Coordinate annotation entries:

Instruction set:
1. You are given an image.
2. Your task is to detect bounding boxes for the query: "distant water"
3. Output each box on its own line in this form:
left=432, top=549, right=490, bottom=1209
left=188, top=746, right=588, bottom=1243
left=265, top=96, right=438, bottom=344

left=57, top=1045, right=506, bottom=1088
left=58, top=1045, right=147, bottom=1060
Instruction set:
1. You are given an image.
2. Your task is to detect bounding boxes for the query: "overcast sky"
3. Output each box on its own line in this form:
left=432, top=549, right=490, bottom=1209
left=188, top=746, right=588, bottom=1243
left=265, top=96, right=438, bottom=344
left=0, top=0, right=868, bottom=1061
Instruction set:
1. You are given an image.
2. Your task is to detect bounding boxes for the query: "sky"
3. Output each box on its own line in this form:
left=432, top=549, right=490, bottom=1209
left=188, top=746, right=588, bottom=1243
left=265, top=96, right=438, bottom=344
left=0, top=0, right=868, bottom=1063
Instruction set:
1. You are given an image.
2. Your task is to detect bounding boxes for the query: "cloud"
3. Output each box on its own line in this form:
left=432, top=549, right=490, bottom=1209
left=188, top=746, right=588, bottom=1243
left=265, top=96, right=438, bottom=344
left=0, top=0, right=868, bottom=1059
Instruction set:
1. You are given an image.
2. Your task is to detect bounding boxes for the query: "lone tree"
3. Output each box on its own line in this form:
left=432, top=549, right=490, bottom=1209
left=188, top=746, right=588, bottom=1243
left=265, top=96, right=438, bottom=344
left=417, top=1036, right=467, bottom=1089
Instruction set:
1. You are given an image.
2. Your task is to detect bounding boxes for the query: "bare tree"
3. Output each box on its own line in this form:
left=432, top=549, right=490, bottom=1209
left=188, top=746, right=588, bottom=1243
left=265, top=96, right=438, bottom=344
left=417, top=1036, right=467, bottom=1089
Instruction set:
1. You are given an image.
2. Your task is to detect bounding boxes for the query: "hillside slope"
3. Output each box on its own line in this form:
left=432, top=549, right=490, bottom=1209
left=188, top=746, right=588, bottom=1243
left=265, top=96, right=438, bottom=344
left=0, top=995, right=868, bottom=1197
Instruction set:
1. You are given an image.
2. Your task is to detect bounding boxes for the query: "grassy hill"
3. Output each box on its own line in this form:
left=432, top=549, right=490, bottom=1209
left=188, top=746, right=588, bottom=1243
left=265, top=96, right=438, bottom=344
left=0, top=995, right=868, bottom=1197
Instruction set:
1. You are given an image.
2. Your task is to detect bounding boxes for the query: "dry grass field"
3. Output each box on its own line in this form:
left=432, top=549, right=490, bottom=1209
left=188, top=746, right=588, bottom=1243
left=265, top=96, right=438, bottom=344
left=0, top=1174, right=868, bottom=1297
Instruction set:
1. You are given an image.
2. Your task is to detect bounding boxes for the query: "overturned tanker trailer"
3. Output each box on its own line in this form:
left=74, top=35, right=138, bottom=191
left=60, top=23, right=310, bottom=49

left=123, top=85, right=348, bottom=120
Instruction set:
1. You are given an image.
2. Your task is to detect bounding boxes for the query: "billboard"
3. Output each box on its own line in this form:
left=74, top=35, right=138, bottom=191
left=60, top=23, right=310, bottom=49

Your instructions —
Copy all of the items above word for word, keeping every line as it appears.

Result for this exercise —
Instruction set:
1. You are given an image.
2. Your task is to detect bounding boxes for the query: "distant water"
3. Output each box on its own line in this form:
left=432, top=549, right=490, bottom=1209
left=188, top=746, right=588, bottom=1243
left=265, top=96, right=438, bottom=344

left=57, top=1045, right=506, bottom=1088
left=58, top=1045, right=147, bottom=1060
Instruction set:
1. You are given an image.
2. Your task is to detect bounding boxes for the query: "overcast sky"
3. Output each box on its own line in this form:
left=432, top=549, right=490, bottom=1209
left=188, top=746, right=588, bottom=1243
left=265, top=96, right=438, bottom=344
left=0, top=0, right=868, bottom=1061
Instruction set:
1. You are given an image.
2. Your task is to detect bounding boxes for the query: "sky"
3. Output each box on its own line in this form:
left=432, top=549, right=490, bottom=1209
left=188, top=746, right=588, bottom=1243
left=265, top=96, right=438, bottom=344
left=0, top=0, right=868, bottom=1063
Instruction set:
1. You are given an image.
2. Your task is to detect bounding boxes for the query: "cloud"
3. Output each box on its own line in this form:
left=432, top=549, right=490, bottom=1209
left=188, top=746, right=588, bottom=1243
left=265, top=96, right=438, bottom=344
left=0, top=0, right=868, bottom=1059
Instruction set:
1. You are given an image.
2. Your task is to detect bounding boxes for the query: "lone tree"
3. Output each box on its own line in this form:
left=432, top=549, right=490, bottom=1209
left=188, top=746, right=588, bottom=1243
left=265, top=96, right=438, bottom=344
left=417, top=1036, right=467, bottom=1089
Instruction set:
1. You are given an image.
2. Your task is to detect bounding boxes for the query: "bare tree"
3. Output each box on its own line in this form:
left=432, top=549, right=490, bottom=1209
left=188, top=746, right=588, bottom=1243
left=265, top=96, right=438, bottom=344
left=417, top=1036, right=467, bottom=1089
Instruction set:
1. You are given an image.
2. Your task is to detect bounding boxes for the query: "hillside slope"
3. Output each box on its own line in this form:
left=432, top=549, right=490, bottom=1209
left=188, top=746, right=588, bottom=1243
left=265, top=96, right=438, bottom=344
left=0, top=995, right=868, bottom=1197
Instruction set:
1. You are given an image.
2. Your task is to detect bounding boxes for the query: "grassy hill"
3. Output each box on its own line in this form:
left=432, top=549, right=490, bottom=1209
left=188, top=746, right=588, bottom=1243
left=265, top=96, right=438, bottom=344
left=0, top=995, right=868, bottom=1197
Instruction set:
1. You are given an image.
2. Your task is to detect bounding boxes for the query: "dry grass field"
3. Output each box on its own line in this form:
left=432, top=549, right=490, bottom=1209
left=188, top=746, right=588, bottom=1243
left=265, top=96, right=438, bottom=344
left=0, top=1174, right=868, bottom=1297
Instruction set:
1. You are given an image.
2. Your task is to detect bounding boxes for the query: "overturned tanker trailer"
3. Output each box on its own line in this form:
left=74, top=35, right=138, bottom=191
left=60, top=23, right=310, bottom=49

left=123, top=85, right=348, bottom=120
Instruction set:
1. You are given an image.
2. Your task is to detect bounding boxes for the query: "billboard"
3. Output each box on its own line in this form:
left=74, top=35, right=138, bottom=191
left=60, top=23, right=310, bottom=49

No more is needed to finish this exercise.